Tarefas propostas>
1. Explique, em uma a três frases, por que o autor do texto sobre a tradução de Fitzgerald diz ter limitações ao discutir os resultados dessa tradução.
2. Escreva a continuação do texto sobre a tradução de Fitzgerald a partir da última frase apresentada.

Texto do documento>

Pois bem. Voltando à tradução controversa de Fitzgerald. Eu possuo minhas limitações ao discutir os resultados de Fitzgerald. Não sei persa. Ao que me consta, em alguns casos (raríssimos) o tradutor foi bem fiel ao original, em outros ele parece ter mesclado rub'aiyat (Fitzgerald fez uma seleção, mas ao todo existem mais de 400) e em outros ele se distanciou bastante. Após traduzir seis peças de Calderon de la Barca (mais tarde ele traduziria outras duas), Fitzgerald se dedicou ao estudo da língua persa, e em 1856 ele chegou até a publicar anonimamente uma tradução em versos miltônicos de um poema de Jami, o maior dos poetas sufitas do século XV. Em 1857 E. B. Cowell encontrou um manuscrito com os rub'aiyat de Khayyam numa biblioteca em Calcutá, no que tirou uma cópia pra si e compartilhou com o amigo. Foi assim que a coisa começou. Um ano depois, escrevendo pra Comwell, Fitzgerald reconhece que suas traduções são não-literais (un-literal) e que mesclou rub'aiyat. Face a tamanha instabilidade, concluir com Borges que Khayyam incarnou em Fitzgerald é daqui pr'ali — mas alerto que devemos também ter em mente que a dinâmica tradutória de Fitzgerald refrata uma ideologia orientalista, e existem estudos sérios mostrando que operações tradutórias de Fitzgerald face ao original de Khayyam, em especial no que tange as exclusões, terminam numa manipulação ideológica.

Registros de dados>

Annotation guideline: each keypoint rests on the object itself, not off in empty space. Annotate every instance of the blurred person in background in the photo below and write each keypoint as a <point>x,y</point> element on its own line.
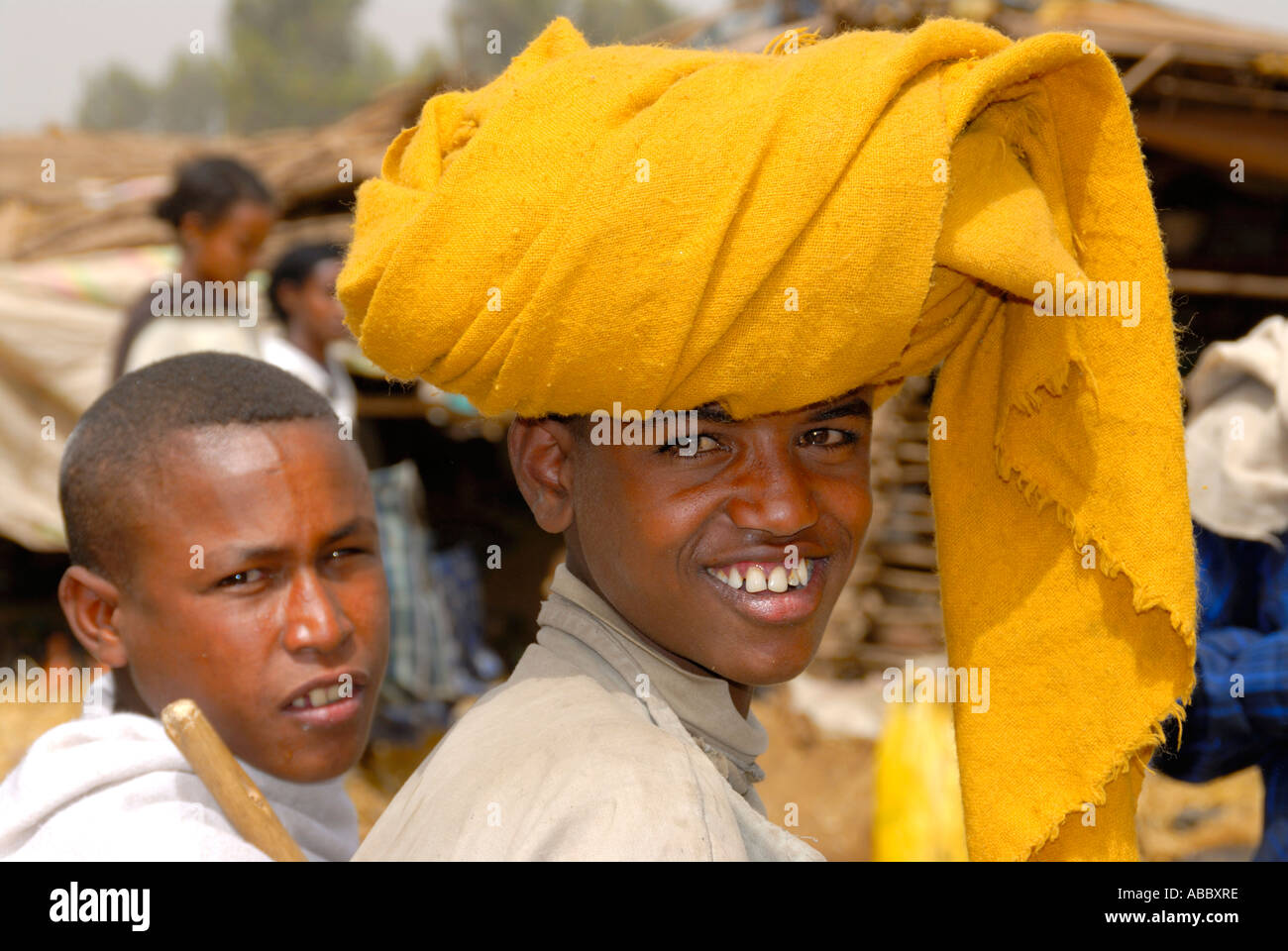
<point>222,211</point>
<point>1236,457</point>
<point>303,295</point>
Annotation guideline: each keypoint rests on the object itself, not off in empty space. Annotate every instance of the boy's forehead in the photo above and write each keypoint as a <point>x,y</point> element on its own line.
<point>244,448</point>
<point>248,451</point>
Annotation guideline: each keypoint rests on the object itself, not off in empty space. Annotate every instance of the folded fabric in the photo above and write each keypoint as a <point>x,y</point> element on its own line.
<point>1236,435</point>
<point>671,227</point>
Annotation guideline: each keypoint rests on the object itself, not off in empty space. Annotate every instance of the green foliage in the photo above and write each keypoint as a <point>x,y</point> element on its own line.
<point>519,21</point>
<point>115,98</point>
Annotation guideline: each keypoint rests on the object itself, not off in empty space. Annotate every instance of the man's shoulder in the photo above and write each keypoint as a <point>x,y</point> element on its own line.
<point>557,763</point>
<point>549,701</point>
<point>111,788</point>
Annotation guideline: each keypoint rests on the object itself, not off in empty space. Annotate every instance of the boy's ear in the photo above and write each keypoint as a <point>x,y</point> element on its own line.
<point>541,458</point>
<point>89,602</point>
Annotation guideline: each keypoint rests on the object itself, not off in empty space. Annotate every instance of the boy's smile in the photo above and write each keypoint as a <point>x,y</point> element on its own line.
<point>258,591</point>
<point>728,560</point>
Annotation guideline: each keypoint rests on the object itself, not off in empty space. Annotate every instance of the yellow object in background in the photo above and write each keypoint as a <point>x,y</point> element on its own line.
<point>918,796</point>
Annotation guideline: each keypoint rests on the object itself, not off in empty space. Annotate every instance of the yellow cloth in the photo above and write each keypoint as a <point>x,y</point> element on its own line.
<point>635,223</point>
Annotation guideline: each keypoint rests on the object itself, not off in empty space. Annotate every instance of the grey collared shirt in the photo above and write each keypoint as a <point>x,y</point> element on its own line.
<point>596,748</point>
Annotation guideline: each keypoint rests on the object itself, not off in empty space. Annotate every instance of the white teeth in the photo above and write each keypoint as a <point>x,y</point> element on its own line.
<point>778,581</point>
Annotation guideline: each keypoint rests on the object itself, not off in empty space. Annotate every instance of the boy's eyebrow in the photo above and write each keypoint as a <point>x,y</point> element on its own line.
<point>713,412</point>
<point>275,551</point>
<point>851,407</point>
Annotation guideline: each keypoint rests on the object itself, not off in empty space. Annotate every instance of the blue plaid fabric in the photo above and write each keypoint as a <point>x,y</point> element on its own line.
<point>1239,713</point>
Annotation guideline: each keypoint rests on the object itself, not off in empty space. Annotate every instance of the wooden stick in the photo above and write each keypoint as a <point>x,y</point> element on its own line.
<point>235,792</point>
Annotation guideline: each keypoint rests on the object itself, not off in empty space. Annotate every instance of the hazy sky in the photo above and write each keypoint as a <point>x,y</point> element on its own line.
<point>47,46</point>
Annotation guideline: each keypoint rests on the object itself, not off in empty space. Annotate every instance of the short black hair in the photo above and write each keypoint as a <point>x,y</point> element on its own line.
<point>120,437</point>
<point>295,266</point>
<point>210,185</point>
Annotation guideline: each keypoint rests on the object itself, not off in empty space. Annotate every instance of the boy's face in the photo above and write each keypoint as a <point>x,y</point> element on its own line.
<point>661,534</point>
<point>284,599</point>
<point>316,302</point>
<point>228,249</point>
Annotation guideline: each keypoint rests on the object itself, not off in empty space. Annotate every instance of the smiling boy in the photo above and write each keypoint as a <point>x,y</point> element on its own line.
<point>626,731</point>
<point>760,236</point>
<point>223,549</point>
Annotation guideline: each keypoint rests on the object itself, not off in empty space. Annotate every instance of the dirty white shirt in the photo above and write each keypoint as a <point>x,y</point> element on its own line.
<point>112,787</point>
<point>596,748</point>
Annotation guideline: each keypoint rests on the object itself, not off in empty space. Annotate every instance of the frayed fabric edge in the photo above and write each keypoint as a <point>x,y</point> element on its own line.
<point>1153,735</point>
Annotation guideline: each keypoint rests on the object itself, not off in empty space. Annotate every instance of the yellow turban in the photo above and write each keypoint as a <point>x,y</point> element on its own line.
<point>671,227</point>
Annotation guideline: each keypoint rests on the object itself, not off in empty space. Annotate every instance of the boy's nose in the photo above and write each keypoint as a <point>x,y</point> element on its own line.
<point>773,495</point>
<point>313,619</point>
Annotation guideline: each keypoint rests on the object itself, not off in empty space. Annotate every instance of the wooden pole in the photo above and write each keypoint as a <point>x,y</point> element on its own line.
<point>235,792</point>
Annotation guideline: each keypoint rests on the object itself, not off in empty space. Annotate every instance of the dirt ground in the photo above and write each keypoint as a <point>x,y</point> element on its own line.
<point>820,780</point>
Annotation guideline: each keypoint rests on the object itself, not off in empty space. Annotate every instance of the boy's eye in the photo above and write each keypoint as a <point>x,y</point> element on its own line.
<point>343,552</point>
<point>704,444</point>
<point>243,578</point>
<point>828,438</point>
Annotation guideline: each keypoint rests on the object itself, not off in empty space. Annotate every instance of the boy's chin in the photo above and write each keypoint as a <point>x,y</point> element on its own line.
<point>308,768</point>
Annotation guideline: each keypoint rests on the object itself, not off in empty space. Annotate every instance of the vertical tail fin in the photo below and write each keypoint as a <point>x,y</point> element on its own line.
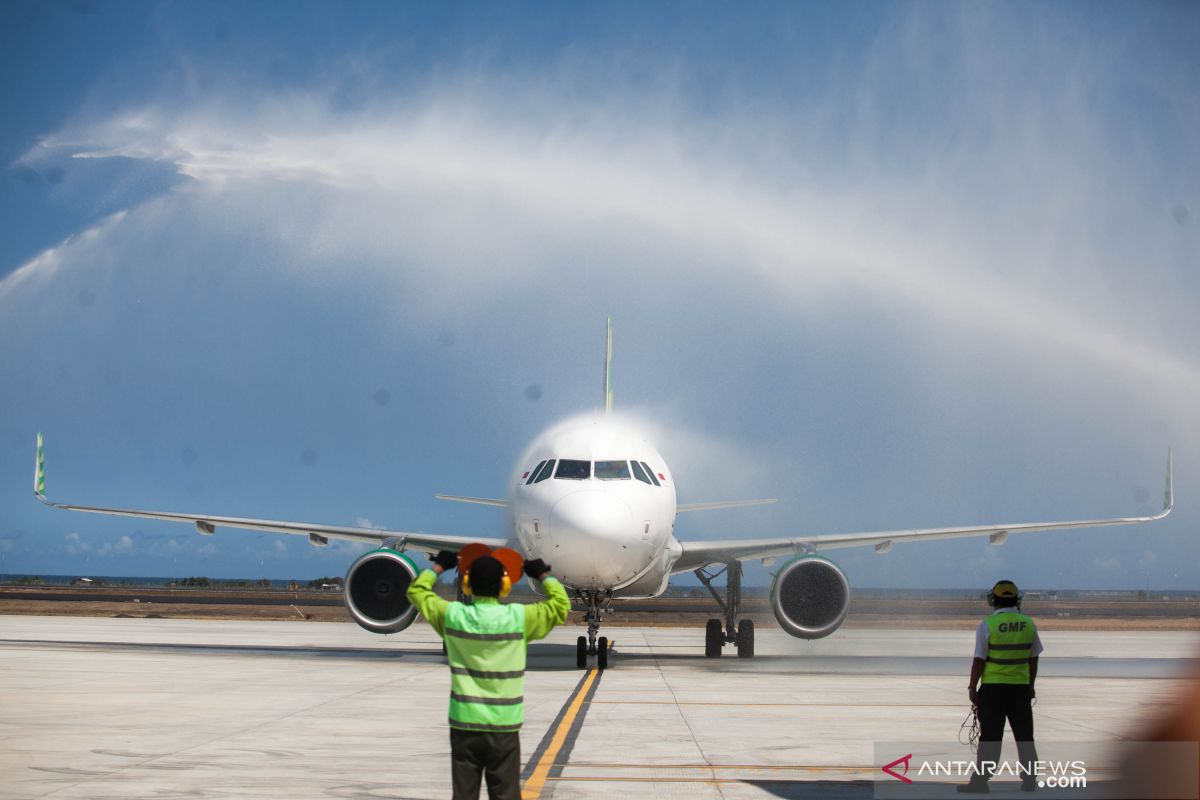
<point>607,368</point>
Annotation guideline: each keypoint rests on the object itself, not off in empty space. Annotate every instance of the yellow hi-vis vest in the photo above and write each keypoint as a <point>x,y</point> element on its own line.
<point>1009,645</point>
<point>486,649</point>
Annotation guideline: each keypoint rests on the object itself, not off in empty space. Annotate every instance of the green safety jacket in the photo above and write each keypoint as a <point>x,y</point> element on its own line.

Respostas por tarefa>
1. O autor diz ter limitações ao discutir os resultados de Fitzgerald porque não sabe persa.

2.
O fato é que Rubáiyát of Omar Khayyam foi um sucesso estrondoso. Ainda é. Tony Briggs (aqui) nos diz que existem hoje mais de 650 edições da obra, e mais de 150 artistas já a ilustraram. Tamanho sucesso teve início em 1861, quando Dante Gabriel Rossetti encontrou ao acaso o livro e, indicação vai, indicação vem, mexeu seus pauzinhos (mostrou por exemplo pra Swinburne) e pimba. Da primeira edição, de 1859, com 75 quadras, seguiram-se outras cinco com algumas mudanças seja no sentido de aumentar o tamanho do livro (a edição de 1868 é a maior, com 110), seja no sentido de apresentar variantes (o rub'ai XII, por exemplo).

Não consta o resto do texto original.